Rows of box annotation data
-- Begin --

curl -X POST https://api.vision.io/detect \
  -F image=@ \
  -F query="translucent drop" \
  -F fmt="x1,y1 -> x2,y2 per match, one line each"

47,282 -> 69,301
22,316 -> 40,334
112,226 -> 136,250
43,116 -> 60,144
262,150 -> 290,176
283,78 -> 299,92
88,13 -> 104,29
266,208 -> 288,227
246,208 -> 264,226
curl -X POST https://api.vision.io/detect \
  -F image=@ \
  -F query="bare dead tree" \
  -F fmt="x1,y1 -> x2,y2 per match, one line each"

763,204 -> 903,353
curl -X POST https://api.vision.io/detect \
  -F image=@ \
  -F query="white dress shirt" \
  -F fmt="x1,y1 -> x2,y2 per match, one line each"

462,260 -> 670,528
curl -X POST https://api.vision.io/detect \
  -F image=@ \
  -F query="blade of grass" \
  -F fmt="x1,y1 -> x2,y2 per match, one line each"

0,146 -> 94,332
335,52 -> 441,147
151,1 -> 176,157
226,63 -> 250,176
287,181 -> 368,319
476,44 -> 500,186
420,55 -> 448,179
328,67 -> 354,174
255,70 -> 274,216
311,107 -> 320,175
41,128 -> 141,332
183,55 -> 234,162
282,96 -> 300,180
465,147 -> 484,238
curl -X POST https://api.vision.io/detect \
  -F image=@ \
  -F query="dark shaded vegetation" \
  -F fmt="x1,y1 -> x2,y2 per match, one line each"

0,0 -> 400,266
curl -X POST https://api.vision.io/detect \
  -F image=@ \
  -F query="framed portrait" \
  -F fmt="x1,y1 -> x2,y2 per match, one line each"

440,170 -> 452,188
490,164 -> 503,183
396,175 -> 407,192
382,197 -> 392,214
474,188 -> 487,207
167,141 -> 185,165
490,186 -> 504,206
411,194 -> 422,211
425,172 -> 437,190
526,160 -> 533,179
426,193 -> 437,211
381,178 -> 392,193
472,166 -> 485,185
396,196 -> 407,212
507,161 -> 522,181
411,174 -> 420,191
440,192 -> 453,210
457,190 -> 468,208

-- End --

Required task: Copy out every line of the listing above without any changes.

Finished exercise:
curl -X POST https://api.vision.io/detect \
  -F image=@ \
  -F query="translucent drop" \
  -F fmt="x1,y1 -> x2,y2 per match, one line each"

47,282 -> 69,301
22,316 -> 40,334
112,226 -> 136,250
43,116 -> 60,144
262,150 -> 290,176
283,78 -> 299,92
88,13 -> 104,29
266,208 -> 288,227
246,208 -> 264,226
curl -X POST https://api.vision.io/detect \
  -F image=@ \
  -F query="bare dead tree" \
  -F fmt="x1,y1 -> x2,y2 per match, one line each"

763,204 -> 903,353
curl -X POST https://api.vision.io/detect \
  -F image=@ \
  -F query="white dress shirt" \
  -F fmt="x1,y1 -> x2,y2 per match, one line each"

462,260 -> 670,528
curl -X POST https://api.vision.io/detect \
  -F image=@ \
  -F query="blade of grass" \
  -F fmt="x1,y1 -> x2,y2 per match, one line each"

0,146 -> 94,332
335,52 -> 441,147
151,1 -> 176,157
226,63 -> 250,176
287,181 -> 368,319
476,44 -> 500,186
420,55 -> 448,179
328,67 -> 354,174
255,70 -> 274,216
311,107 -> 320,175
41,128 -> 141,332
183,55 -> 234,162
282,96 -> 300,180
465,147 -> 484,238
curl -X POST https://api.vision.io/detect \
  -F image=@ \
  -F query="dark shaded vegetation" \
  -F fmt="x1,y1 -> x2,y2 per match, one line each"

0,0 -> 400,266
curl -X POST https://api.vision.io/detect \
  -F image=@ \
  -F query="framed portrait" \
  -F fmt="x1,y1 -> x2,y2 per match, one line each"

440,170 -> 452,188
490,164 -> 503,183
396,175 -> 407,192
382,197 -> 392,214
474,188 -> 487,207
167,141 -> 185,165
490,186 -> 504,206
411,194 -> 422,211
425,172 -> 437,190
526,160 -> 533,179
426,193 -> 437,211
381,178 -> 392,193
472,166 -> 485,185
396,196 -> 407,212
507,161 -> 522,181
411,174 -> 420,191
440,192 -> 453,210
457,190 -> 468,208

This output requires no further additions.